Document extract
— Begin —

UNITED STATES
SECURITIES AND EXCHANGE COMMISSION
Washington, D.C. 20549
FORM 8-K
CURRENT REPORT
Pursuant to Section 13 or 15(d)
of The Securities Exchange Act of 1934
Date of Report (Date of earliest event reported): June 12, 2023
Delcath Systems, Inc.
(Exact name of registrant as specified in its charter)
Delaware | 001-16133 | 06-1245881 | ||
(State or other jurisdiction of incorporation) | (Commission File Number) | (IRS Employer Identification No.) |
1633 Broadway, Suite 22C New York, New York | 10019 | |
(Address of principal executive offices) | (Zip Code) |
Registrant’s telephone number, including area code: (212) 489-2100
(Former name or former address, if changed since last report)
Check the appropriate box below if the Form 8-K filing is intended to simultaneously satisfy the filing obligation of the registrant under any of the following provisions:
☐ | Written communications pursuant to Rule 425 under the Securities Act (17 CFR 230.425) |
☐ | Soliciting material pursuant to Rule 14a-12 under the Exchange Act (17 CFR 240.14a-12) |
☐ | Pre-commencement communications pursuant to Rule 14d-2(b) under the Exchange Act (17 CFR 240.14d-2(b)) |
☐ | Pre-commencement communications pursuant to Rule 13e-4(c) under the Exchange Act (17 CFR 240.13e-4(c)) |
Securities pursuant to Section 12 (b) of the Act:
Title of Each Class | Trading | Name of Each Exchange on Which Registered | ||
Common Stock, $0.01 par value | DCTH | The Nasdaq Capital Market |
Indicate by check mark whether the registrant is an emerging growth company as defined in Rule 405 of the Securities Act of 1933 (§230.405 of this chapter) or Rule 12b-2 of the Securities Exchange Act of 1934 (§240.12b-2 of this chapter).
Emerging growth company ☐
If an emerging growth company, indicate by check mark if the registrant has elected not to use the extended transition period for complying with any new or revised financial accounting standards provided pursuant to Section 13(a) of the Exchange Act. ☐
Item 5.02 | Departure of Directors or Certain Officers; Election of Directors; Appointment of Certain Officers; Compensatory Arrangements of Certain Officers. |
At the 2023 Annual Meeting of Stockholders (the “Annual Meeting”), the stockholders of Delcath Systems, Inc. (the “Company”) approved an amendment to the Company’s 2020 Omnibus Equity Incentive Plan (the “2020 EIP”) to increase by 2,650,000 the number of shares of the Company’s common stock, $0.01 par value (the “Common Stock”) available under thereunder.

— End —

Data block
— Begin —

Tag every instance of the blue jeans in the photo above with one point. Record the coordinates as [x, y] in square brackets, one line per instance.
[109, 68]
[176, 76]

— End —

Goal of the exercise
In the Delcath Systems Form 8-K, by how many shares did the approved amendment to the 2020 Omnibus Equity Incentive Plan increase the Common Stock available under it?

Answer to this exercise
2,650,000 shares